WHAT IS NEEDED ▸
The expected answer is the set of lines in the data below between the line holding "Sample: <point>556,150</point>" and the line holding "Sample: <point>455,443</point>", inclusive, written out exactly.

MATERIAL PROVIDED ▸
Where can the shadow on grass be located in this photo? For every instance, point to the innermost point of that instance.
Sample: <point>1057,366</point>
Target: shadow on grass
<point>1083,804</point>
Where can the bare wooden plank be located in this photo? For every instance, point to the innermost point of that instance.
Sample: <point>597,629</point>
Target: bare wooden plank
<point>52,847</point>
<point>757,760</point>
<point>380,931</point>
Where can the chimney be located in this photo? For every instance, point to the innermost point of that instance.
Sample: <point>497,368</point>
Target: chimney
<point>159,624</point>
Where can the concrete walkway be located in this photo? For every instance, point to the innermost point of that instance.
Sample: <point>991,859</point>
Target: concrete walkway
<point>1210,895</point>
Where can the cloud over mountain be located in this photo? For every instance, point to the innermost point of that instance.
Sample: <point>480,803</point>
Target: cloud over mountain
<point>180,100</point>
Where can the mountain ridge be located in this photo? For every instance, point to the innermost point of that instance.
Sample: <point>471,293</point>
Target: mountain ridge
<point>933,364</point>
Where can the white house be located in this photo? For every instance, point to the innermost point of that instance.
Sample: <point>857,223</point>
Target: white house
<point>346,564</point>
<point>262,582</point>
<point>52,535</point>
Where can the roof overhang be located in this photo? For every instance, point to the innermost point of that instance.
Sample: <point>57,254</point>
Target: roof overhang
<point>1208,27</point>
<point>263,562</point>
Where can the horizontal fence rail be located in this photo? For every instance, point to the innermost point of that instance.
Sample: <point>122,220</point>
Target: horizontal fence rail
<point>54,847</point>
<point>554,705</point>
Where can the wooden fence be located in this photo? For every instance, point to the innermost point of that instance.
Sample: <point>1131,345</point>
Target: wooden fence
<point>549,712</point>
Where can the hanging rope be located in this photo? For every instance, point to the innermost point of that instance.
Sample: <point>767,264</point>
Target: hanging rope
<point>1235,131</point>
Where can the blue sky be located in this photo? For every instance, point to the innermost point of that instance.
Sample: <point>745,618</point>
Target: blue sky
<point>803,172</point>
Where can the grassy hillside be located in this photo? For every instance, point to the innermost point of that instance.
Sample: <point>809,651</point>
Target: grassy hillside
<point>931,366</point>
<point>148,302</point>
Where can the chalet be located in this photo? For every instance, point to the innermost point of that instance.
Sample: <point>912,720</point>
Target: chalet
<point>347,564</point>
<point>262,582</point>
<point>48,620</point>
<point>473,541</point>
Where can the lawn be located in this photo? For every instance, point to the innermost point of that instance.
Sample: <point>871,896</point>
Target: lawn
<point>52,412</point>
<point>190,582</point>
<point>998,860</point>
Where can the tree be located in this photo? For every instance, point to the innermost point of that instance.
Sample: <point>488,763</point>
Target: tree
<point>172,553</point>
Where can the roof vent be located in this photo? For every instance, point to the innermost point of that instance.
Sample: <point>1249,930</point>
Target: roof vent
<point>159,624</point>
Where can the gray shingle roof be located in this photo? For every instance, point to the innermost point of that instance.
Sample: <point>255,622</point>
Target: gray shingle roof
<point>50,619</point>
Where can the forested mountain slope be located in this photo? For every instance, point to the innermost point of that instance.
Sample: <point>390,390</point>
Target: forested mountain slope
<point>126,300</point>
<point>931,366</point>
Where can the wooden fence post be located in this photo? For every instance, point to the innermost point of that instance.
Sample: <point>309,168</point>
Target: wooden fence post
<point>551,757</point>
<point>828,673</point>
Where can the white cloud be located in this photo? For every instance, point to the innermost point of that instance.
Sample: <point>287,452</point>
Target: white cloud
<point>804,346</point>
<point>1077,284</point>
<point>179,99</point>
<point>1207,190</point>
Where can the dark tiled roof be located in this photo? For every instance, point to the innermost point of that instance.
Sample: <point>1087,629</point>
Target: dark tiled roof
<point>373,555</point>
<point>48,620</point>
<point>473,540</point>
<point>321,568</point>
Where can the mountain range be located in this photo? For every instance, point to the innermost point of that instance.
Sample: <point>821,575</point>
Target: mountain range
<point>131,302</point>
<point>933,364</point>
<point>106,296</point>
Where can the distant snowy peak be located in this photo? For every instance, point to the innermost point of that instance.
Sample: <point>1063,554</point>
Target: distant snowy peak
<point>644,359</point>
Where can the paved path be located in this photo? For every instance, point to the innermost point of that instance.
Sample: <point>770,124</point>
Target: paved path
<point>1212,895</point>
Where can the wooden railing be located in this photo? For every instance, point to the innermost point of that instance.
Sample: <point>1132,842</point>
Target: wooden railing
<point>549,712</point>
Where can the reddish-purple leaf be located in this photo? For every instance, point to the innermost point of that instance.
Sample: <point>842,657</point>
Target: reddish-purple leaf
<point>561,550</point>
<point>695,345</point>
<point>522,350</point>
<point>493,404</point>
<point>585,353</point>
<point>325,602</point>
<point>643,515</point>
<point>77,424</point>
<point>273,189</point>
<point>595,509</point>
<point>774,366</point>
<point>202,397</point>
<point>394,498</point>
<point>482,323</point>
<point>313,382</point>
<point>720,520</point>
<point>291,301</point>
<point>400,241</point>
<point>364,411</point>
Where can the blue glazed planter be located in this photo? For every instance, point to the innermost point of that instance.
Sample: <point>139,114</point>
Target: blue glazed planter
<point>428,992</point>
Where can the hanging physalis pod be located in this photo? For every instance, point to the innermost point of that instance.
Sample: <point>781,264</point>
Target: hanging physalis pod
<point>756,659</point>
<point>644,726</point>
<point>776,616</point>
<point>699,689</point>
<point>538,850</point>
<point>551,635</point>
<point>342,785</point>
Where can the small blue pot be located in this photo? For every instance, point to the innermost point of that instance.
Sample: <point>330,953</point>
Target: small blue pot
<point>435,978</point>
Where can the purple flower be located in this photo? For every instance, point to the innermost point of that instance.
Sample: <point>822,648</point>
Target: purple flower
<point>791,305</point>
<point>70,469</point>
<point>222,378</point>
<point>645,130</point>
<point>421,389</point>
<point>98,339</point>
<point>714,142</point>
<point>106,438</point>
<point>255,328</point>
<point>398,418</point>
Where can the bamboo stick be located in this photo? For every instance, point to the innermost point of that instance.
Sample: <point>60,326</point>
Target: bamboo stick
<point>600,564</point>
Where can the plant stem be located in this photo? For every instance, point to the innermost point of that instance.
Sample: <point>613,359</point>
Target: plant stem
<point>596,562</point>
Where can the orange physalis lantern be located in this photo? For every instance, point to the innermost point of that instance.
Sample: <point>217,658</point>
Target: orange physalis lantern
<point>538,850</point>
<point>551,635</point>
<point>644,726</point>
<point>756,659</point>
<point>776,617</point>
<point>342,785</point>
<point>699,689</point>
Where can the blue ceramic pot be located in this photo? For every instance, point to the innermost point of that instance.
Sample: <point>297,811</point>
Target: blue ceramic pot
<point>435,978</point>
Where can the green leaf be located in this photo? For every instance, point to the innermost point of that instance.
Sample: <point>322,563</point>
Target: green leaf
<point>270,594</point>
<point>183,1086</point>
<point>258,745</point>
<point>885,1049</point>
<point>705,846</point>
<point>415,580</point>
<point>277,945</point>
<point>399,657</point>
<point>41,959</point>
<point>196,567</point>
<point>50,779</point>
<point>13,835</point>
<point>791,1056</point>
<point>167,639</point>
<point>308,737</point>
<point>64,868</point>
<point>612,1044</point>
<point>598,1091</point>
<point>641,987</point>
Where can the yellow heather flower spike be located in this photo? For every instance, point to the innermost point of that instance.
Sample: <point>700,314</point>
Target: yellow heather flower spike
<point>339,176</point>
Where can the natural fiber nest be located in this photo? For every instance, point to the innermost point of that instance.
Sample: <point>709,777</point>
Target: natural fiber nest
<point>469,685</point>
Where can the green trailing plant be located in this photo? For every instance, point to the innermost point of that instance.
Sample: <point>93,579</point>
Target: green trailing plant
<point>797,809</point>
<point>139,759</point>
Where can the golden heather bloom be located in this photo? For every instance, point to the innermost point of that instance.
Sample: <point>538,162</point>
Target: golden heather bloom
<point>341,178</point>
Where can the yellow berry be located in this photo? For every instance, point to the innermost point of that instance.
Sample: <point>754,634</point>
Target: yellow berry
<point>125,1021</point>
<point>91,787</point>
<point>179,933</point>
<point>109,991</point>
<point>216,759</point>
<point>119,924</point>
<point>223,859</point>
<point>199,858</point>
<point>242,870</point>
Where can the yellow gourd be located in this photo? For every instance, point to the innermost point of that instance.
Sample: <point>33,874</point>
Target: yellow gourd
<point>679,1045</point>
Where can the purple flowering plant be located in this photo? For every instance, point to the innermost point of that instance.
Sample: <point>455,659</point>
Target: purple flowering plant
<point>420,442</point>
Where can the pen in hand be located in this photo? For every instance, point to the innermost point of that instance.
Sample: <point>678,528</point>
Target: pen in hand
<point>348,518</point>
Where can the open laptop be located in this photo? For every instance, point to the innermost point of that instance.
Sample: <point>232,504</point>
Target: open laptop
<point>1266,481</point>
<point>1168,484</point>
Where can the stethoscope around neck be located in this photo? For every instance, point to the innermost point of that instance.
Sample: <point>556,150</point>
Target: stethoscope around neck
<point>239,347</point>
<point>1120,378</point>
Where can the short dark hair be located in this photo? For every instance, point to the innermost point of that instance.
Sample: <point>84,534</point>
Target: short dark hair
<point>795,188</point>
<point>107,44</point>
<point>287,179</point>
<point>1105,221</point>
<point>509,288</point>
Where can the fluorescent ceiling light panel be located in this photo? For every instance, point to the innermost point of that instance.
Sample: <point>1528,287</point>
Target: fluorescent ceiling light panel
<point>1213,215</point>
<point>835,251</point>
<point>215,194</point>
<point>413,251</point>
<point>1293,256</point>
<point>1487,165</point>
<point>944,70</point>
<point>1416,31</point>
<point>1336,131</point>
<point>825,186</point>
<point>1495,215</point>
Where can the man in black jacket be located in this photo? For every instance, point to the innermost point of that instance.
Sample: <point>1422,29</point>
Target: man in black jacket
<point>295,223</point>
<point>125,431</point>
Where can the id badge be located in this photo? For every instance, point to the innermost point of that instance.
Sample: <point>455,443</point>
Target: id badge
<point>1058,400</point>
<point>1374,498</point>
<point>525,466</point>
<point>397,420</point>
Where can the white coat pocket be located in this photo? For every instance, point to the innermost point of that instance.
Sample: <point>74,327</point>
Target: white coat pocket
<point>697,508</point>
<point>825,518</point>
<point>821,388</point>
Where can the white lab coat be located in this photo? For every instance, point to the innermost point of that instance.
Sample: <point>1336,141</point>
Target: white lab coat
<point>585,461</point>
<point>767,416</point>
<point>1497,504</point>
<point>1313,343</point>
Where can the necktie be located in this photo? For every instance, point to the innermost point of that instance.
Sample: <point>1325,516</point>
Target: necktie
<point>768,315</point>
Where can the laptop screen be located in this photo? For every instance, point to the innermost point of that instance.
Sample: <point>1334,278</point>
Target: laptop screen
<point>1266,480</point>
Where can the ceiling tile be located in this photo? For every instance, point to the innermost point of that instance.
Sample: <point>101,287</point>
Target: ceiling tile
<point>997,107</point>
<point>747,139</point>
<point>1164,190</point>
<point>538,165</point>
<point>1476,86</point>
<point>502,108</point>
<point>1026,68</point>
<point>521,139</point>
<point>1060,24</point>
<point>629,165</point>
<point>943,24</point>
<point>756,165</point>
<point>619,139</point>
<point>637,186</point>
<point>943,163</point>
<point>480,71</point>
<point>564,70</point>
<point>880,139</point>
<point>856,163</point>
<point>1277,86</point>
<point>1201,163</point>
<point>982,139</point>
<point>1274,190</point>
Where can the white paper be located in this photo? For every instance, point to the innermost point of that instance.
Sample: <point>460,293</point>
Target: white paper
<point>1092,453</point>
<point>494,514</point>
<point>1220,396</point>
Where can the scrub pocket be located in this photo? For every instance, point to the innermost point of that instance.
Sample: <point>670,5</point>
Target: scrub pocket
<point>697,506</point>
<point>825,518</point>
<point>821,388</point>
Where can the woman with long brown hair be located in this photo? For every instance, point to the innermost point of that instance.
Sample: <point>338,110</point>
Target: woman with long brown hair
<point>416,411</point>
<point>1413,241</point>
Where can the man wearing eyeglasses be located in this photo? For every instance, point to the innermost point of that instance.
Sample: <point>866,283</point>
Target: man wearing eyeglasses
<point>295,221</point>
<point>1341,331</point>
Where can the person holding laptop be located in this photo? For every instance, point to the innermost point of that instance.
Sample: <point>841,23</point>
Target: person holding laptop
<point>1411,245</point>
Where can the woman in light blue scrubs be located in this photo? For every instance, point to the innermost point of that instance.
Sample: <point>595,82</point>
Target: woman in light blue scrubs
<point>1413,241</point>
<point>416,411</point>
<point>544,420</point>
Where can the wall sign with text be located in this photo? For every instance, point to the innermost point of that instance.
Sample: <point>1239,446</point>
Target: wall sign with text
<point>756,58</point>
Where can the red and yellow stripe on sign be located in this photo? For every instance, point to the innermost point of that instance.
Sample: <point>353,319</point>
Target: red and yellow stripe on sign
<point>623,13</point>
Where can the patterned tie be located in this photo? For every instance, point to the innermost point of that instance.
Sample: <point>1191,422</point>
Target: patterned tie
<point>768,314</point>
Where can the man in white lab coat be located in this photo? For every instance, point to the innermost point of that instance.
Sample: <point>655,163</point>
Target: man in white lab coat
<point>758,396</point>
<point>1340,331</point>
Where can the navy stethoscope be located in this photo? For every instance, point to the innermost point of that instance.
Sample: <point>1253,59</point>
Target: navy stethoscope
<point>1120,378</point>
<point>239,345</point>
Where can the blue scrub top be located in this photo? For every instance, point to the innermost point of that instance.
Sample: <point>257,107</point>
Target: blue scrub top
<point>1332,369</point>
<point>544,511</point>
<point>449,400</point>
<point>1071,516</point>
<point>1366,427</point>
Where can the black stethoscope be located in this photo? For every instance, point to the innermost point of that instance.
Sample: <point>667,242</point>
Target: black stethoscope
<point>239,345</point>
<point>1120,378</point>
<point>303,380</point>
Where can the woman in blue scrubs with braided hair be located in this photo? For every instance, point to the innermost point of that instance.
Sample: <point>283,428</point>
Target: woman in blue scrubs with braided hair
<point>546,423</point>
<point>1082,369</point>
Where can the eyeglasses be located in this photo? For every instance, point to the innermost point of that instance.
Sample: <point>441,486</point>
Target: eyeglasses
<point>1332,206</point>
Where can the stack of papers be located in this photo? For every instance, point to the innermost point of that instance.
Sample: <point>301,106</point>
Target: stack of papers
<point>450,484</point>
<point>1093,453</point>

YOUR SOLUTION ▸
Sample: <point>556,150</point>
Target: stethoscope around neck
<point>239,347</point>
<point>1120,378</point>
Where can the short dark hair be located in this photo? For every instance, point to the innermost point of that instance.
Sample: <point>84,534</point>
Target: short dark hair
<point>795,188</point>
<point>107,44</point>
<point>287,179</point>
<point>1105,221</point>
<point>509,288</point>
Where can the fluorescent ceiling light panel be located in this photo? For every instance, point to the innermost point of that instance.
Sample: <point>1528,287</point>
Target: fluorescent ceiling light panel
<point>1213,215</point>
<point>835,251</point>
<point>215,194</point>
<point>413,251</point>
<point>1293,256</point>
<point>1487,165</point>
<point>944,70</point>
<point>1416,31</point>
<point>1336,131</point>
<point>825,186</point>
<point>1495,215</point>
Where can the man in black jacket be located in this photo? For every instance, point to the innermost point of that instance.
Sample: <point>1422,29</point>
Target: man in black jacket
<point>295,223</point>
<point>125,431</point>
Where can the id badge be located in this photo? For every instance, point to the innermost point of that instance.
Sample: <point>455,443</point>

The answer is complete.